> **Given problem**
Find every line in the records below that contains the word "field" and copy each of those lines in full.

> **Supplied data**
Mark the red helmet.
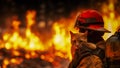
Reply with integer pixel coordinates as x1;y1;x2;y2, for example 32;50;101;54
75;9;110;32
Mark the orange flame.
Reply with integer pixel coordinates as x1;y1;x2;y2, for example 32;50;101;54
102;0;120;40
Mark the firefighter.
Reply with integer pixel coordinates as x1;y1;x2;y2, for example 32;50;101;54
68;9;110;68
105;27;120;68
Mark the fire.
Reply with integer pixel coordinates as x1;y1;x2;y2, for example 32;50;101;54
0;10;72;68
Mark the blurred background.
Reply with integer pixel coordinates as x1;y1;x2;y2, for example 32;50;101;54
0;0;120;68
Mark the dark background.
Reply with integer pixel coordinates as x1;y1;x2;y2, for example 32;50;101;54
0;0;120;27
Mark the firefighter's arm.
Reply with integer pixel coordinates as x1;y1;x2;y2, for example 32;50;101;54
77;55;103;68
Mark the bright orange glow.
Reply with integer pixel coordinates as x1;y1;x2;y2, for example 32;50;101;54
102;0;120;40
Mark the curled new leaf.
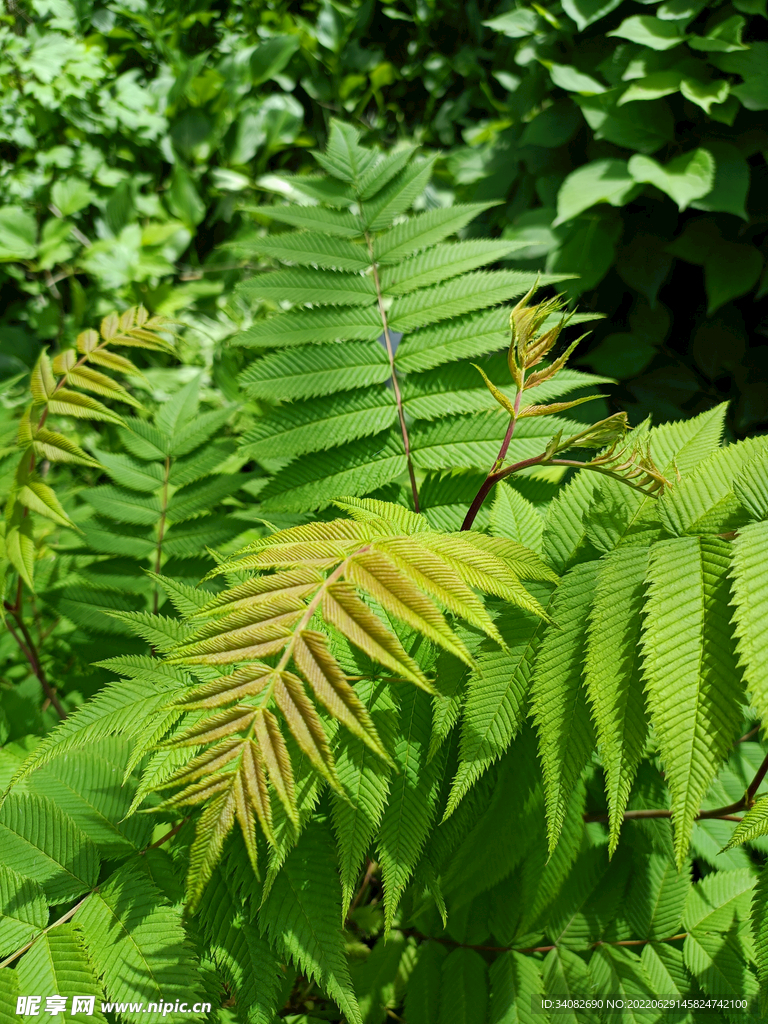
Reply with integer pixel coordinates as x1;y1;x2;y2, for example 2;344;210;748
154;499;557;905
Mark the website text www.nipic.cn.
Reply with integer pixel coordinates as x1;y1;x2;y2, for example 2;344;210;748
16;995;211;1017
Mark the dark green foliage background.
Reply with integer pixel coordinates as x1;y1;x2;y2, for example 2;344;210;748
0;0;768;436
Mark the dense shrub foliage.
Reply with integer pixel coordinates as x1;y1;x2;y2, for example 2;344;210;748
0;128;768;1024
0;0;768;436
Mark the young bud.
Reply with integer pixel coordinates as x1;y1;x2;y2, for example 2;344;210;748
559;413;629;452
472;362;515;416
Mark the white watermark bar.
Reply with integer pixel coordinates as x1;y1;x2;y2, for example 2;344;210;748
530;995;759;1016
16;995;211;1017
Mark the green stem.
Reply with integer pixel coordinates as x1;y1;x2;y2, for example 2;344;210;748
152;456;171;615
0;889;91;971
366;231;421;512
5;601;67;718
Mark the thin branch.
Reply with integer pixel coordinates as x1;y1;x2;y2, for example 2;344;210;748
584;737;768;821
0;889;91;971
462;376;525;530
366;231;420;512
152;456;171;615
347;860;379;916
5;601;67;718
138;815;189;857
403;928;688;953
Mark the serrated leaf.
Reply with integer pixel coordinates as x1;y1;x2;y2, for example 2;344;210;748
530;562;598;851
373;202;505;264
259;823;362;1024
239;341;391;400
642;537;742;865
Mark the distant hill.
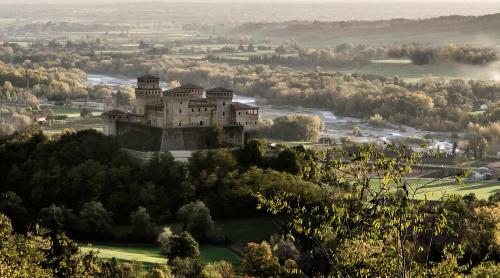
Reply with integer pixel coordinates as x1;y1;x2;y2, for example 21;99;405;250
227;13;500;47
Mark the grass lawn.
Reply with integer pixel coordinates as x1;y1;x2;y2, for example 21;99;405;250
418;180;500;200
86;216;281;267
51;105;103;118
79;242;241;266
112;216;281;244
373;178;500;200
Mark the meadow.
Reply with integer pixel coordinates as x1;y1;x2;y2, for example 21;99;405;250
79;216;281;267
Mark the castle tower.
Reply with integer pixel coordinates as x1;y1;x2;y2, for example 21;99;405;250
162;87;192;127
135;75;162;115
206;87;233;125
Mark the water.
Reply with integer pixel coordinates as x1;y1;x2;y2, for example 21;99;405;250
87;74;450;142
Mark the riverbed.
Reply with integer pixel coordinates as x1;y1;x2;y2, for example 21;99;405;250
87;74;450;142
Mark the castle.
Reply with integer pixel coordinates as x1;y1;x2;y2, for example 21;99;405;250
102;75;259;151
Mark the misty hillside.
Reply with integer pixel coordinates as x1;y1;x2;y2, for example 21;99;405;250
229;14;500;46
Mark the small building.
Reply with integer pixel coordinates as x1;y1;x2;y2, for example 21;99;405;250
99;75;259;150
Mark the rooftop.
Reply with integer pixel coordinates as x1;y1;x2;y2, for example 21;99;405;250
102;109;128;116
206;87;233;93
137;74;160;80
231;102;259;110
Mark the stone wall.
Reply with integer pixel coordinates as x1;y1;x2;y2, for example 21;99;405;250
116;122;244;151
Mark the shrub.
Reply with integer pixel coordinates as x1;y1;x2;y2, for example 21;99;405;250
130;206;158;240
177;201;214;240
241;241;280;277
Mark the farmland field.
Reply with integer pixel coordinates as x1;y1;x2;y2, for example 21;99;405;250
373;178;500;200
80;243;241;266
80;217;281;266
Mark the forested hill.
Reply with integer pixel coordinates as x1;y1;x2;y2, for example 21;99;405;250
229;14;500;46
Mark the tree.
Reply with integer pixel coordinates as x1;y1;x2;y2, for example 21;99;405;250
201;261;236;278
275;148;302;175
80;201;111;234
130;206;158;240
157;227;200;259
255;146;466;277
2;81;14;93
241;241;280;277
40;204;77;231
80;108;92;118
177;201;214;240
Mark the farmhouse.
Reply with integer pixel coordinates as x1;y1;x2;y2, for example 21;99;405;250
103;75;259;150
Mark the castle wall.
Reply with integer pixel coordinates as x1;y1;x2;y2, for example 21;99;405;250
116;121;244;151
187;107;214;126
233;109;259;130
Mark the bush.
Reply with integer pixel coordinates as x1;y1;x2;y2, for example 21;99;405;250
201;261;236;278
241;241;280;277
158;228;200;259
177;201;214;240
130;206;158;241
80;201;111;235
260;115;324;141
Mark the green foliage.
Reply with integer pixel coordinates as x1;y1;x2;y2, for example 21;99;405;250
241;241;280;277
79;201;112;235
201;261;236;278
256;146;478;277
260;115;324;142
158;228;200;259
130;206;158;240
206;125;224;148
177;201;214;240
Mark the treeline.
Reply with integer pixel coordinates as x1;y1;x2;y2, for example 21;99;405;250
4;21;130;35
3;50;500;131
231;14;500;46
0;131;500;277
0;107;32;139
0;60;123;103
249;44;498;67
388;44;498;65
0;130;316;241
258;115;324;142
249;44;387;67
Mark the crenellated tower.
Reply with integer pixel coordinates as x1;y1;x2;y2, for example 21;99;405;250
135;75;162;115
206;87;233;125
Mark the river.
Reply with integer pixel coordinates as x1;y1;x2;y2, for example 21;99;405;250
87;74;450;142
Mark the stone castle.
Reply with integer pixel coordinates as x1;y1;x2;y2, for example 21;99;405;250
102;75;259;151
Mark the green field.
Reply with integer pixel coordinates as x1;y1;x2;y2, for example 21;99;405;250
79;243;241;266
80;216;281;267
373;178;500;200
50;105;103;118
417;180;500;200
42;106;104;136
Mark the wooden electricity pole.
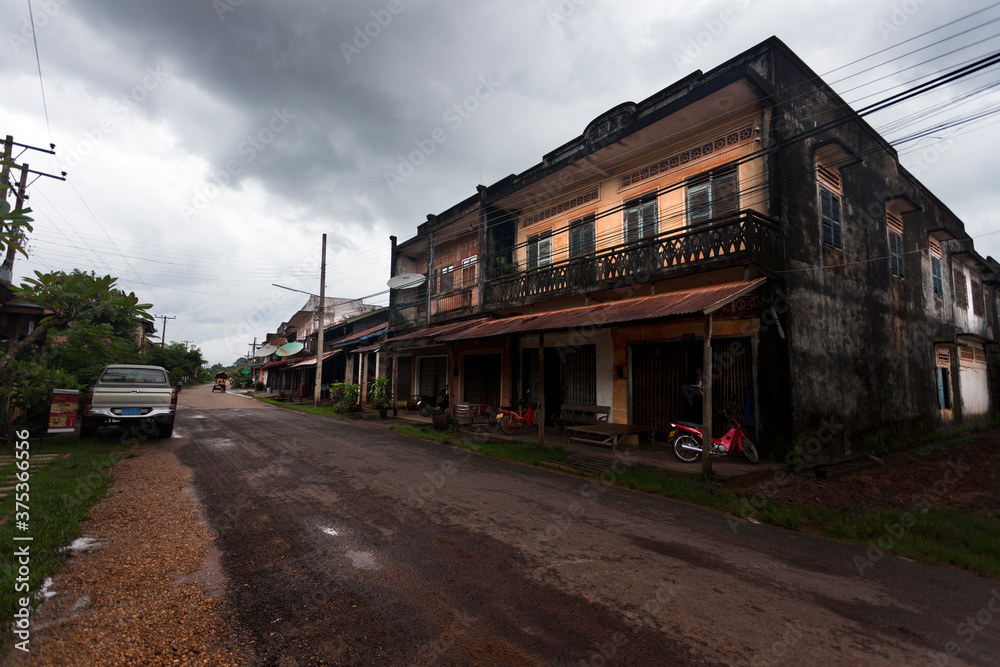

> **Final answer**
Mark the farmland field.
Mark the green field.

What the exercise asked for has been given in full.